**EXERCISE BRIEF**: I'd like the data beneath this line reproduced exactly, without any of its images.

**Stored data entries**:
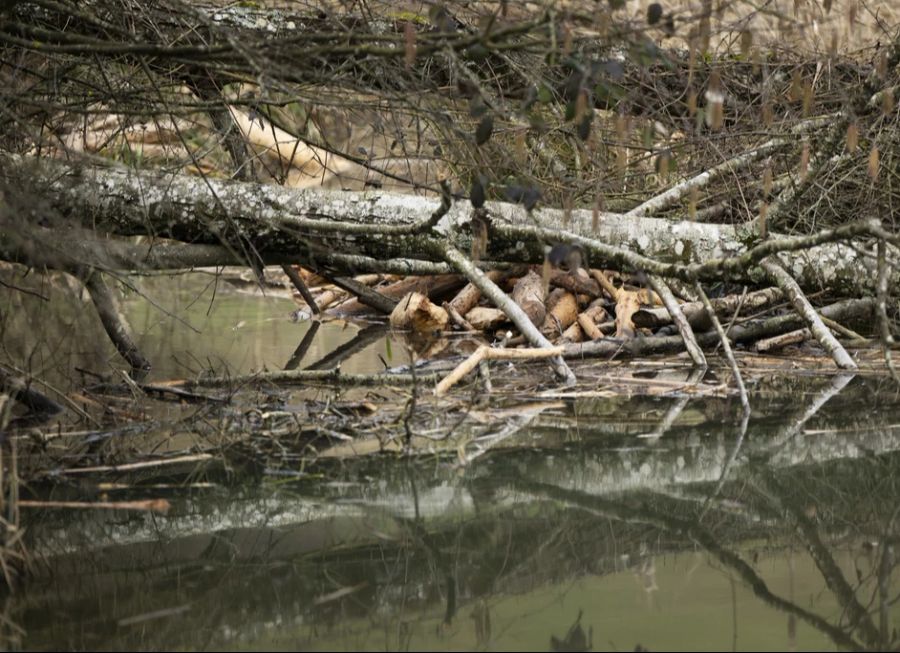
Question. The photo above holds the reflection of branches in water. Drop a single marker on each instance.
(834, 578)
(692, 529)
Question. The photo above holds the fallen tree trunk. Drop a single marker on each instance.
(275, 224)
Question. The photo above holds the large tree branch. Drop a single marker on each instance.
(285, 224)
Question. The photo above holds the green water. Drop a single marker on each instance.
(640, 513)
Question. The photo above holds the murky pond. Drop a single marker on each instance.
(591, 520)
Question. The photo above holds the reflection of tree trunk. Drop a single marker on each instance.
(692, 529)
(834, 578)
(303, 347)
(114, 322)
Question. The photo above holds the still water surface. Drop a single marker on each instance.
(609, 522)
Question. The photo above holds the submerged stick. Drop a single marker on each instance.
(114, 321)
(300, 285)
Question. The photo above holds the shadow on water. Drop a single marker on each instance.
(596, 532)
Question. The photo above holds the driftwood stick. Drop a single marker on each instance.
(605, 284)
(485, 353)
(684, 328)
(695, 313)
(801, 304)
(457, 318)
(113, 320)
(726, 347)
(750, 332)
(21, 391)
(518, 317)
(884, 325)
(300, 285)
(332, 376)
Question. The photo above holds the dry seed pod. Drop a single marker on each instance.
(852, 137)
(873, 162)
(881, 64)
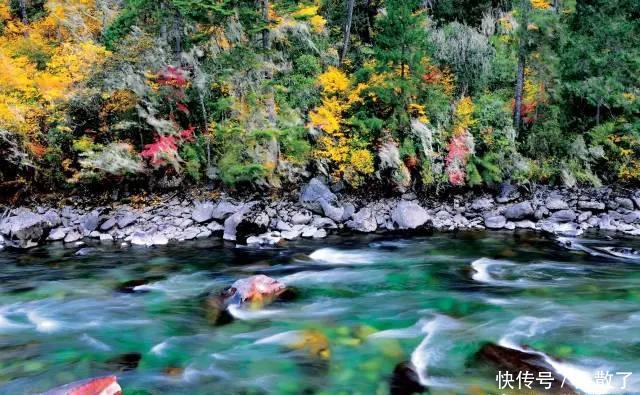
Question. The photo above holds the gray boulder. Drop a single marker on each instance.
(625, 203)
(57, 234)
(482, 204)
(564, 216)
(519, 211)
(591, 205)
(363, 221)
(314, 193)
(224, 209)
(331, 211)
(556, 203)
(24, 230)
(495, 222)
(108, 224)
(202, 212)
(72, 236)
(409, 215)
(126, 219)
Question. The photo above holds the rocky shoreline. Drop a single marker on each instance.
(316, 211)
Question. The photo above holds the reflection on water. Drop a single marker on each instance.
(362, 307)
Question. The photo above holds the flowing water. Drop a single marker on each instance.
(433, 300)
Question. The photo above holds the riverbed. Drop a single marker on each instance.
(373, 301)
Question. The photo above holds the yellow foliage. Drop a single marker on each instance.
(463, 116)
(540, 4)
(317, 23)
(333, 81)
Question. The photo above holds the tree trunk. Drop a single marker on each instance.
(270, 102)
(522, 58)
(23, 11)
(347, 30)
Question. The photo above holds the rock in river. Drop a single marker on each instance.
(97, 386)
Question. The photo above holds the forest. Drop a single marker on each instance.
(263, 94)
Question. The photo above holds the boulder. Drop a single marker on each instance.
(556, 203)
(314, 193)
(24, 230)
(405, 380)
(409, 215)
(108, 224)
(495, 222)
(482, 204)
(57, 234)
(126, 219)
(591, 205)
(625, 203)
(89, 222)
(564, 216)
(363, 221)
(334, 212)
(72, 236)
(224, 209)
(98, 386)
(301, 218)
(202, 212)
(519, 211)
(507, 193)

**RESPONSE BOX**:
Question. The photo above holds the reflection of branches in water. Drop a single marker on each instance.
(834, 578)
(692, 529)
Question. The photo above holds the fallen tree trunk. Drop a single marker on each instance.
(275, 224)
Question. The photo above holds the large tree branch. Drop a single marker on each instance.
(285, 224)
Question. The photo above holds the green water. Drop a single marker on each instance.
(640, 513)
Question. The photo above holds the murky pond. Drop a single marker on each instance.
(591, 520)
Question. The photo above holds the reflection of tree trunk. Drop a single marker on each instance.
(692, 529)
(834, 578)
(303, 347)
(114, 322)
Question. The photo above holds the still water surface. Drop a single marker on each instance.
(609, 522)
Question. The photo above holds the submerged stick. Drop a single marker on each instance.
(114, 321)
(300, 285)
Question. The photo above holds the shadow on water. Drop a single marker on each instance.
(596, 532)
Question. The photo above holds the driftwood stick. Drop a single marker on each instance.
(605, 284)
(485, 353)
(684, 328)
(695, 313)
(801, 304)
(457, 318)
(113, 320)
(726, 347)
(750, 332)
(21, 391)
(518, 317)
(884, 325)
(300, 285)
(332, 376)
Question. The photo above holds the dry seed pod. Drop a single marker on each instance.
(852, 137)
(873, 162)
(881, 64)
Question. The photo above holds the gray boulder. Drop a single marker on each instance.
(625, 203)
(57, 234)
(482, 204)
(564, 216)
(519, 211)
(591, 205)
(363, 221)
(314, 193)
(224, 209)
(331, 211)
(556, 203)
(24, 230)
(495, 222)
(108, 224)
(202, 212)
(72, 236)
(409, 215)
(126, 219)
Question. The photo above holds the rocky shoreline. Drop a single marker on each instance.
(316, 211)
Question. The photo above holds the reflection on water. Drop a single marker on each instance.
(362, 307)
Question. The photo above holds the flowing water. Drop a single marker on each instance.
(433, 300)
Question. The photo above holds the riverbed. Drop a single marker on each instance.
(373, 301)
Question. The photo above holds the yellow foliage. Drop a single marker on each instance.
(463, 116)
(540, 4)
(317, 23)
(333, 81)
Question. The photo above holds the tree trunk. Drop a single marker on each instance.
(270, 102)
(522, 58)
(23, 11)
(347, 30)
Question. The photo above holds the rock in river. Drop a single marker on each instance.
(97, 386)
Question. The photo above holds the forest. Drop a single marker on each instance.
(263, 94)
Question. The photo above holds the boulder. Drop a single marker on each instance.
(556, 203)
(314, 193)
(24, 230)
(405, 380)
(409, 215)
(108, 224)
(495, 222)
(482, 204)
(57, 234)
(126, 219)
(591, 205)
(625, 203)
(89, 222)
(564, 216)
(363, 221)
(334, 212)
(72, 236)
(224, 209)
(98, 386)
(301, 218)
(202, 212)
(519, 211)
(507, 193)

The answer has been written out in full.